→ YOUR GOAL: Reproduce the rows below in full, substituting "mark every instance with a single point" for every occurrence of "place one point on each instance" and leaving all other text unchanged.

→ ENTRIES PROVIDED:
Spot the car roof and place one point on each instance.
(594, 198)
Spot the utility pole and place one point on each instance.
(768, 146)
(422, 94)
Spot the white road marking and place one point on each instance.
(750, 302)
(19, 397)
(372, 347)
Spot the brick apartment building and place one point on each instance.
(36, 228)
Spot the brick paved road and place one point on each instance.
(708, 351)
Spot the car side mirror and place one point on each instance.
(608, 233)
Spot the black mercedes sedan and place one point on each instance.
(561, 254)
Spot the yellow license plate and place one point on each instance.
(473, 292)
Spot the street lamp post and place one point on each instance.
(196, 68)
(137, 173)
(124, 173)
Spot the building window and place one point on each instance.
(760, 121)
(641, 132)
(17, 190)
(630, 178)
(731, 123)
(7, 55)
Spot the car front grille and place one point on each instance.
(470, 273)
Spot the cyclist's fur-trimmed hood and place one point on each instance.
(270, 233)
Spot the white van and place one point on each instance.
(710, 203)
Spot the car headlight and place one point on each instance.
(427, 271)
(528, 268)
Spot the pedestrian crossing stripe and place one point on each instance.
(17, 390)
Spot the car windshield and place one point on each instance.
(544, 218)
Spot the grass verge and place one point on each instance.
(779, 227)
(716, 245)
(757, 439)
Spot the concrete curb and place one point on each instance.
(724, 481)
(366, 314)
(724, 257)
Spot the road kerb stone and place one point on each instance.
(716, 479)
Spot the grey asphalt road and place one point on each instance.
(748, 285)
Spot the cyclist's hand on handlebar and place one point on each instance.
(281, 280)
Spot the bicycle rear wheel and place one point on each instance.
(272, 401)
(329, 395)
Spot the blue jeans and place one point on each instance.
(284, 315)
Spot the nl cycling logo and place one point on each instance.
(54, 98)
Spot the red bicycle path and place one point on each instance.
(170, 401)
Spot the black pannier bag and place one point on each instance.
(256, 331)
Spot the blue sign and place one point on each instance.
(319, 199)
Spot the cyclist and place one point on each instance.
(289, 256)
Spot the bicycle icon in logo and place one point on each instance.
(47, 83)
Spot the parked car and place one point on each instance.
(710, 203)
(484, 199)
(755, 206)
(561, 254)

→ REPLY:
Spot the car roof and mark every instance with a single point.
(594, 198)
Spot the utility pole and mark every instance with a single point.
(768, 146)
(422, 94)
Spot the white road marking and mark every instance with a single point.
(750, 302)
(19, 397)
(372, 347)
Spot the brick apartment building and mark every instance with a single point.
(36, 228)
Spot the brick paved road and mark every instance with a single point.
(708, 351)
Spot the car side mirror and mark every instance with a single point.
(608, 233)
Spot the black mercedes sedan and mark every instance with a single point.
(561, 254)
Spot the yellow license plate and mark every instance with a single point.
(473, 292)
Spot the street lamp post and mark every instance with a single point.
(196, 68)
(137, 173)
(124, 173)
Spot the building window and mark every instance with a single point.
(760, 121)
(641, 132)
(17, 190)
(630, 178)
(731, 123)
(7, 55)
Spot the car front grille and mark every instance with a single point.
(470, 273)
Spot the cyclist's fur-trimmed hood and mark every instance with a single point.
(270, 233)
Spot the white van and mark every instance with a single point.
(710, 203)
Spot the car headlight and mark every instance with a single point.
(427, 271)
(528, 268)
Spot the pedestrian crossing stripe and mark every instance with a single point.
(17, 390)
Spot the car windshield and mark every instance with a single point.
(544, 218)
Spot the grass verge and mark every instance with a single point.
(779, 227)
(716, 245)
(757, 439)
Spot the concrete curb and mark every instance with a single point.
(724, 481)
(366, 314)
(724, 257)
Spot the road kerb stone and mark every instance with a single point.
(716, 479)
Spot the grey asphalt road and mark every instance with a single point.
(748, 285)
Spot the cyclist's hand on handlebar and mark every instance with a single point.
(281, 280)
Spot the bicycle rear wheel and mark every instance with a single point.
(272, 401)
(329, 395)
Spot the blue jeans and mark every instance with a single point.
(284, 315)
Spot the nl cycling logo and mark every instance with a single point.
(54, 98)
Spot the red bicycle path and mark every instance with a single point.
(170, 401)
Spot the black pannier bag and mark every instance with a single point.
(256, 331)
Spot the blue sign and mark every instance with a single point.
(319, 199)
Spot the cyclist and mark every instance with a single point.
(289, 256)
Spot the bicycle icon in logo and mark every instance with a single point.
(47, 83)
Spot the parked car and mark every instance with a single point.
(710, 203)
(484, 199)
(755, 206)
(561, 254)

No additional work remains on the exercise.